:: Records from a data collection ::
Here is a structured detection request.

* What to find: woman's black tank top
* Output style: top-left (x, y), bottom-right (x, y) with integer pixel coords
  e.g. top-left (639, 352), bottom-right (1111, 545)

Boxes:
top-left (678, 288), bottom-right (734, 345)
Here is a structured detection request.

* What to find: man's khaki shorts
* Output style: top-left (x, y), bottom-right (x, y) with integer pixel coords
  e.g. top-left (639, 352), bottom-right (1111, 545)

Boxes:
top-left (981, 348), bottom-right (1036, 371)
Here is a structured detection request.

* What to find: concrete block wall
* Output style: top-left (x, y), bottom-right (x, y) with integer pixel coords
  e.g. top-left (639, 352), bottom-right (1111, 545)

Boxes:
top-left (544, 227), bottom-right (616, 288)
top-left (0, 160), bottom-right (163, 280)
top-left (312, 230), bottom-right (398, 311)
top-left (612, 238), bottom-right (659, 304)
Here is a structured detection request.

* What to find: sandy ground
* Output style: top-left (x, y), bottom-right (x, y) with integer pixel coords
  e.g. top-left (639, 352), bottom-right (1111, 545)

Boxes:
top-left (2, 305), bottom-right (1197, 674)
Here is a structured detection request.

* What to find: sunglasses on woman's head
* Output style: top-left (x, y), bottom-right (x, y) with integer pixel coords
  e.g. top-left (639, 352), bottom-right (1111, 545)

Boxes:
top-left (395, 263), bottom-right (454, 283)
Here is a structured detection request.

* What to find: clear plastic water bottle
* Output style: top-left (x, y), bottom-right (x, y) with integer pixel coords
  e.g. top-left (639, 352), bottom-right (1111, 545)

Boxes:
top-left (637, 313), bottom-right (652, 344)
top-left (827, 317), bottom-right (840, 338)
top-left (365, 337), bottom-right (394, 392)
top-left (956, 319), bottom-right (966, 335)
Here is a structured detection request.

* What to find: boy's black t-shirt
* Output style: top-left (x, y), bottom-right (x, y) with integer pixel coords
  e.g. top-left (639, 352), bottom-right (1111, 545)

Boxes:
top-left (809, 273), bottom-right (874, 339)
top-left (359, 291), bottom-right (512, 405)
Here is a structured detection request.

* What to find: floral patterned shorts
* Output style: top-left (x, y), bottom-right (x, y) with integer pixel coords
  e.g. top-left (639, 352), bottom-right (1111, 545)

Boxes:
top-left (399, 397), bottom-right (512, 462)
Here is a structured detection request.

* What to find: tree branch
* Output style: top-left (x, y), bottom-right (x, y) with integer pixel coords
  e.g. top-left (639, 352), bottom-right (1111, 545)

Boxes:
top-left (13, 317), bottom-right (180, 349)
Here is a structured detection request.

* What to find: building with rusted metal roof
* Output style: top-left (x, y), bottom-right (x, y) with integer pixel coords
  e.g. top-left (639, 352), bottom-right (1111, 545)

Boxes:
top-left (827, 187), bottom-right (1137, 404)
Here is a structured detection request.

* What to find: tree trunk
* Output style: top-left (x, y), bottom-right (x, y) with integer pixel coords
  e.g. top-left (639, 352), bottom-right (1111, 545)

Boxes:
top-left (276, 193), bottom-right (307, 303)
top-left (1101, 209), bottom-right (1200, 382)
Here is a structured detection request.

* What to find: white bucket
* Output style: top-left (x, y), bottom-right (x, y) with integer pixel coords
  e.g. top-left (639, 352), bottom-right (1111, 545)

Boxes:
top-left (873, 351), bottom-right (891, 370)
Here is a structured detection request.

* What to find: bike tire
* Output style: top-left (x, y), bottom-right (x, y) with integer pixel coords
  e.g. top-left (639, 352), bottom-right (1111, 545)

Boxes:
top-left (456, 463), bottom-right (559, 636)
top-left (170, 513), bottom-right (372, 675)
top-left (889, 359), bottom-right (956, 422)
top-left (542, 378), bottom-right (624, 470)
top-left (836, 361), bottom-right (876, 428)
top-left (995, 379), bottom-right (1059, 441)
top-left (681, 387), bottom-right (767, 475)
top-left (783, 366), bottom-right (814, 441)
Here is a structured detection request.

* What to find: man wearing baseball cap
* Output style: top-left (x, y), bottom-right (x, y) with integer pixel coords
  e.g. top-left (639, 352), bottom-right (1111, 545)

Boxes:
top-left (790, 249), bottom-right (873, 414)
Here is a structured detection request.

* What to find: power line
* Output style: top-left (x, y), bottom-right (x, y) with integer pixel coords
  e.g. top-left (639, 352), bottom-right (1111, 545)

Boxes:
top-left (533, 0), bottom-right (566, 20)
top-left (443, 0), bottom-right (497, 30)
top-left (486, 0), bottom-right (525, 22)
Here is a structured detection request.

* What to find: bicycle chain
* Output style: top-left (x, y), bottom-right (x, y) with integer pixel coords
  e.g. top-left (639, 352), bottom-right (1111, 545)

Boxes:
* * *
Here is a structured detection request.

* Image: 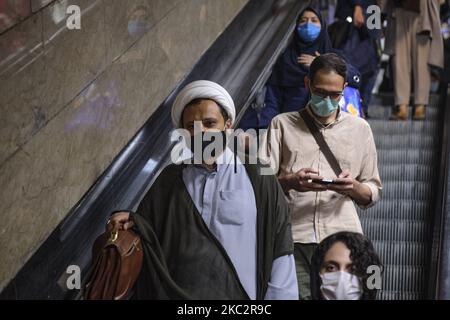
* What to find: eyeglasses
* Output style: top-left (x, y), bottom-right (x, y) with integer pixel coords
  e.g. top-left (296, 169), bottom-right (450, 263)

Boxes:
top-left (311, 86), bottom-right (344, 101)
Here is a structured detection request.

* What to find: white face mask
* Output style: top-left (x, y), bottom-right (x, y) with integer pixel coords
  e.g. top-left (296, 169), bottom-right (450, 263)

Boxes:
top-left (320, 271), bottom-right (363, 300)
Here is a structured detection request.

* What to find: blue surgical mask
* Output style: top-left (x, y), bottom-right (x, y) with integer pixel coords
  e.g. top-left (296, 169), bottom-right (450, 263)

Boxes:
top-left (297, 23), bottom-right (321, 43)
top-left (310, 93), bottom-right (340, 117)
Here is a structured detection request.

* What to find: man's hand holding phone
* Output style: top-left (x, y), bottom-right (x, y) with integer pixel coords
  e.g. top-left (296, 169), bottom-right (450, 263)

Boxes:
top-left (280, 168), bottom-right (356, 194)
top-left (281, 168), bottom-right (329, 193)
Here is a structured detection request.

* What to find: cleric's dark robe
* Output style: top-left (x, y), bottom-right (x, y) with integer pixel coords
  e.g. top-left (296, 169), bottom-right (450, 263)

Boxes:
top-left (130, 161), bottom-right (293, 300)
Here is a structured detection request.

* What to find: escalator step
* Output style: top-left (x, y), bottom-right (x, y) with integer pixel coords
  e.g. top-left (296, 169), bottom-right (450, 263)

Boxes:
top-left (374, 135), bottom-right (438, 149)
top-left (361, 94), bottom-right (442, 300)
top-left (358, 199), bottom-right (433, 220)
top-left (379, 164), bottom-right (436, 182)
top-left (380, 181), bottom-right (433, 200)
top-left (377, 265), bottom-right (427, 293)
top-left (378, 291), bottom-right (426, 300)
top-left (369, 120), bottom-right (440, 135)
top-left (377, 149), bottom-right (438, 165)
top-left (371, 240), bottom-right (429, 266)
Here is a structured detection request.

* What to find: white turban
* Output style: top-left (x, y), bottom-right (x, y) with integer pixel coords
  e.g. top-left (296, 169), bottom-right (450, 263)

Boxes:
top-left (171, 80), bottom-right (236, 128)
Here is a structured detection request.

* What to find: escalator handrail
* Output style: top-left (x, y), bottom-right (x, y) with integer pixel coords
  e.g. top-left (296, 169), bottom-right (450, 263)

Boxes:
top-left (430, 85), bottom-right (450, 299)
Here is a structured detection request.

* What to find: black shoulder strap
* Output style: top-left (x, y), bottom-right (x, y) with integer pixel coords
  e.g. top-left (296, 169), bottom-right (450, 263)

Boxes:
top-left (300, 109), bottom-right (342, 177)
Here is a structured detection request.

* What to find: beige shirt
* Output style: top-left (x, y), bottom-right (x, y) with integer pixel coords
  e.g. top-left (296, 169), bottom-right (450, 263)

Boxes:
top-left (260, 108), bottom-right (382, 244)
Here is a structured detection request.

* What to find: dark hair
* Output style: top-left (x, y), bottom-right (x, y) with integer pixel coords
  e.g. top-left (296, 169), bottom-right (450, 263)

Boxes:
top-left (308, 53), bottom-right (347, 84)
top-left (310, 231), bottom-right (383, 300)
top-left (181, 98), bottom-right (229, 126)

:: Action item ::
Which of the lines above hold the string "black"? Pick each of them out.

:: Output for this task ::
* What to find: woman's black tank top
* What to find: boy's black t-shirt
* What to find: black shoulder strap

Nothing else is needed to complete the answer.